• [EXERCISE]:
Please count the lines in the records below that contain the string "elephant", and reply with that number alone.

• [PROVIDED RECORDS]:

* * *

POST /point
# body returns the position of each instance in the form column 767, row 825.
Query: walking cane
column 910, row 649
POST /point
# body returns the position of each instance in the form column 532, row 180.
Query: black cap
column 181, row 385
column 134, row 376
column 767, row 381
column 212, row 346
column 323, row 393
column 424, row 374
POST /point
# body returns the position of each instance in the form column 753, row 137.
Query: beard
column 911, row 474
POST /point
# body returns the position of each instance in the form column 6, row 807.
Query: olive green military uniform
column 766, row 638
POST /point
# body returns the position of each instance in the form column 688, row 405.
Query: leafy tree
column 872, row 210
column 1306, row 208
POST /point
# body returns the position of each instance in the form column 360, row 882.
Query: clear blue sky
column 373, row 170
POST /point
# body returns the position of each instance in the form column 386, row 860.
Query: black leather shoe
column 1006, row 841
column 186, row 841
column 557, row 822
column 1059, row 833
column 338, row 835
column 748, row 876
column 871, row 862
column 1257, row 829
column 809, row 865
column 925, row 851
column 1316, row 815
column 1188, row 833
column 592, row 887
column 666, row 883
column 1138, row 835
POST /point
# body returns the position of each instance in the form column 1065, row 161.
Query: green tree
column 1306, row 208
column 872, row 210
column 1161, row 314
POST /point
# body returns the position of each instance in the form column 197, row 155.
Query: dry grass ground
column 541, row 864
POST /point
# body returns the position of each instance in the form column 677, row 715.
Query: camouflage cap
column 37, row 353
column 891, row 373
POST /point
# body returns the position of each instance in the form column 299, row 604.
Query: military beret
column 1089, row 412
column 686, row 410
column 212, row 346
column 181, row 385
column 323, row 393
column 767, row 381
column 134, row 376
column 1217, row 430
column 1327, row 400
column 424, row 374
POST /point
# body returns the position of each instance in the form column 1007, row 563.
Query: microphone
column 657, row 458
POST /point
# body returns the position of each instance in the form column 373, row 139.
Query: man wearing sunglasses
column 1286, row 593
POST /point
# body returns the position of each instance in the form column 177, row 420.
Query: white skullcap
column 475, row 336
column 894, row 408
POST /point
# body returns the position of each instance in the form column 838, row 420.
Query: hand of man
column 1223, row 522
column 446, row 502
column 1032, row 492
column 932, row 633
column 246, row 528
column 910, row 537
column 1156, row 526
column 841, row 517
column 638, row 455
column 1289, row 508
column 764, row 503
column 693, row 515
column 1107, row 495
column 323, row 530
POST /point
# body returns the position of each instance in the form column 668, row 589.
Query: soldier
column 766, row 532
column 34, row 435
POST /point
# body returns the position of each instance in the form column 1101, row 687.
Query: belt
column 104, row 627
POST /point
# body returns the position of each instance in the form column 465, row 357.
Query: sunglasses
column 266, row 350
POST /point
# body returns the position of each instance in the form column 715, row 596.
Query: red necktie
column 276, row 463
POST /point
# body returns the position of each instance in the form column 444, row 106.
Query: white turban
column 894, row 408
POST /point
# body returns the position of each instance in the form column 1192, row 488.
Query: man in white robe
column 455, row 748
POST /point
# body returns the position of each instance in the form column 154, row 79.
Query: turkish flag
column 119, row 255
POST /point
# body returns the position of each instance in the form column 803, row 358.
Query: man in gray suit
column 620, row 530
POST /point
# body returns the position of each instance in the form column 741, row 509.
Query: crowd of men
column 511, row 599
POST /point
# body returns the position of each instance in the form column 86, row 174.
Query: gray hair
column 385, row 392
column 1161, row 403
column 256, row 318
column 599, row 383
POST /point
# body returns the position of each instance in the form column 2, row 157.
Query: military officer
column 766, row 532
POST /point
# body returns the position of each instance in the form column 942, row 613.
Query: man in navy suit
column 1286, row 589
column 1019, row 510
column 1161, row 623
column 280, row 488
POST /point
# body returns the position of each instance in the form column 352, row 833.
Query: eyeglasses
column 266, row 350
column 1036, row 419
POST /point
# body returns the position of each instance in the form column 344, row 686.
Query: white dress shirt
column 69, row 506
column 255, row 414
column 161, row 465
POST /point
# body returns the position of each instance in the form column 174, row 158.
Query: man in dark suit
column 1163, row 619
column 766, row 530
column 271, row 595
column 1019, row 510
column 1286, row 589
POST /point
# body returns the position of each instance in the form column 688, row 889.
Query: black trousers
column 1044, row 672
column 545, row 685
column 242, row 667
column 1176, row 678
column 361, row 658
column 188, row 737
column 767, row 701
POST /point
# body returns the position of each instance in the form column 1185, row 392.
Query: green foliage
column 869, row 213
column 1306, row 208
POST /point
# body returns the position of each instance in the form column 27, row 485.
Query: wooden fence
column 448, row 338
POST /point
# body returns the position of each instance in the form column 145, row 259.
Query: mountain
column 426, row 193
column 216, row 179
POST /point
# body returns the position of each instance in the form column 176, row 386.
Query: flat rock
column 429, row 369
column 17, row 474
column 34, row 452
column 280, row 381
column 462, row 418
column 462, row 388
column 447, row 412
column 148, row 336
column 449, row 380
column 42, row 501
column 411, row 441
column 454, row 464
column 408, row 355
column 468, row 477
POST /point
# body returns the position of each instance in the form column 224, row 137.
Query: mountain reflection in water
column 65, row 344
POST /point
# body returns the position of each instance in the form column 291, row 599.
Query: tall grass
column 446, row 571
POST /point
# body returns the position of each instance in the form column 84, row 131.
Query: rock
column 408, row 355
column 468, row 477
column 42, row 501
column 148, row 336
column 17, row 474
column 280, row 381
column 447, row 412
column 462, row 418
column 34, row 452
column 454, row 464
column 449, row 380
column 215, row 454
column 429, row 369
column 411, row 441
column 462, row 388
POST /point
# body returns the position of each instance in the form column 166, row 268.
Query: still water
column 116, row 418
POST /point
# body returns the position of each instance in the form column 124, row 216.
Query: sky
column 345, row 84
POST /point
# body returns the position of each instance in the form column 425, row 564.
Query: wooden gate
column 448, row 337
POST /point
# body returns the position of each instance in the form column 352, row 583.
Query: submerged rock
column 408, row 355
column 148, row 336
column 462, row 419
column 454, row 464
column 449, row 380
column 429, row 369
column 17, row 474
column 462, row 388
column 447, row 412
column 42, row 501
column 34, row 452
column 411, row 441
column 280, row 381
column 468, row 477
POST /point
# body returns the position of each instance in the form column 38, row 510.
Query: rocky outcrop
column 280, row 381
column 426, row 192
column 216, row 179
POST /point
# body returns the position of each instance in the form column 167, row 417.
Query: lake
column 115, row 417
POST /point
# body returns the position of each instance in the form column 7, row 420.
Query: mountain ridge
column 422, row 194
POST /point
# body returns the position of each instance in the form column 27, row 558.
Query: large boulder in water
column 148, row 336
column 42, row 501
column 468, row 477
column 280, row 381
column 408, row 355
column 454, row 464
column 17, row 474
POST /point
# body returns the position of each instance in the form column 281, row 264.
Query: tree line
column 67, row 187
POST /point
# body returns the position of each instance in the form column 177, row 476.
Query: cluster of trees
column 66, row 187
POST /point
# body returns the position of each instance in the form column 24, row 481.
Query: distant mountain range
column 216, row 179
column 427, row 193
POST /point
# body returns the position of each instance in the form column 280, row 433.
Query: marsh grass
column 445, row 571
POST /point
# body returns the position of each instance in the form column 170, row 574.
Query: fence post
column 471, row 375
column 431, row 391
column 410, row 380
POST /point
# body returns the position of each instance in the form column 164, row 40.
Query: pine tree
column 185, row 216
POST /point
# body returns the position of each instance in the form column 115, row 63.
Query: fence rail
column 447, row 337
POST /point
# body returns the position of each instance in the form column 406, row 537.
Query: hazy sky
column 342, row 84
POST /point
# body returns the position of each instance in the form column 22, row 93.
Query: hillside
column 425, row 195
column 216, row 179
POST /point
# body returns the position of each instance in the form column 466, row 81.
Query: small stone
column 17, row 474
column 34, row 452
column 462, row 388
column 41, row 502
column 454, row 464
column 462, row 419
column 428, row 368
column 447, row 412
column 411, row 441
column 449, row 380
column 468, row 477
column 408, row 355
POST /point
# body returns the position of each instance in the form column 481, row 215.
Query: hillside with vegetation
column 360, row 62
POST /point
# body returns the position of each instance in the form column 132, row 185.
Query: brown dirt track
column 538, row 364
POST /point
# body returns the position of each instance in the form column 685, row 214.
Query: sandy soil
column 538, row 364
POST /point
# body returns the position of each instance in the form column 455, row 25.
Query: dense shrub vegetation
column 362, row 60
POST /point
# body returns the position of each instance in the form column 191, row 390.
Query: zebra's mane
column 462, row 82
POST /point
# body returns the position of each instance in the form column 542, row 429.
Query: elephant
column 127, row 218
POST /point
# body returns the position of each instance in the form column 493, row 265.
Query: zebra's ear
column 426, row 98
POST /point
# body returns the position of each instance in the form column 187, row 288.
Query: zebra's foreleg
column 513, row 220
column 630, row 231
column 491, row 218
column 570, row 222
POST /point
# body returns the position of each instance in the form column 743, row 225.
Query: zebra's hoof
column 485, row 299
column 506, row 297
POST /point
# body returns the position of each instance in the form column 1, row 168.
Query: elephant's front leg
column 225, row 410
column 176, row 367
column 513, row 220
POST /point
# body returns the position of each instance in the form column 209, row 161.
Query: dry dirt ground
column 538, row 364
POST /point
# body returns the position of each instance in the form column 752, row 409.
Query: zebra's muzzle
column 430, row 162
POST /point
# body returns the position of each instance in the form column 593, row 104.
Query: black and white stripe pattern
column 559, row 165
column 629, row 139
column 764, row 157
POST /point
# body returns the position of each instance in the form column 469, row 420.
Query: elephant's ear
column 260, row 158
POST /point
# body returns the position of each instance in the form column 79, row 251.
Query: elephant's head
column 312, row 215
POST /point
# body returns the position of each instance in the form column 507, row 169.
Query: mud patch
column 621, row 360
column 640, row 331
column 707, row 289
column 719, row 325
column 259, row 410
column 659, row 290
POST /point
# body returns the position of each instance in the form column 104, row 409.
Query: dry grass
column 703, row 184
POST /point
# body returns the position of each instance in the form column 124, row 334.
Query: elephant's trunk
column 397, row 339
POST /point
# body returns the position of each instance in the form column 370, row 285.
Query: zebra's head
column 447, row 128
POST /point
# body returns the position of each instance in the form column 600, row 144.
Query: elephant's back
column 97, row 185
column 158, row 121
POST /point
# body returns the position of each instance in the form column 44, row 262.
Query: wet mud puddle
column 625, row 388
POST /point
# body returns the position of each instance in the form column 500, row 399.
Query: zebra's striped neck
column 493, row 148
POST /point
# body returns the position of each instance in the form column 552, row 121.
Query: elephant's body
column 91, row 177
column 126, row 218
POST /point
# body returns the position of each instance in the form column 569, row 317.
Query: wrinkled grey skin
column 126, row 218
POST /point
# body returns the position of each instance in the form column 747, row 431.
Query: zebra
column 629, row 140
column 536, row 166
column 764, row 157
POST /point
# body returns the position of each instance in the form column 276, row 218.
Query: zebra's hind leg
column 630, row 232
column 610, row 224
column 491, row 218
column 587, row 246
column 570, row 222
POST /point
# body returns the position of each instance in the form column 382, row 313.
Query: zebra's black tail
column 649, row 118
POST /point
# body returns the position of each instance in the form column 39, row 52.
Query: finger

* * *

• [COMPLETED EXERCISE]:
7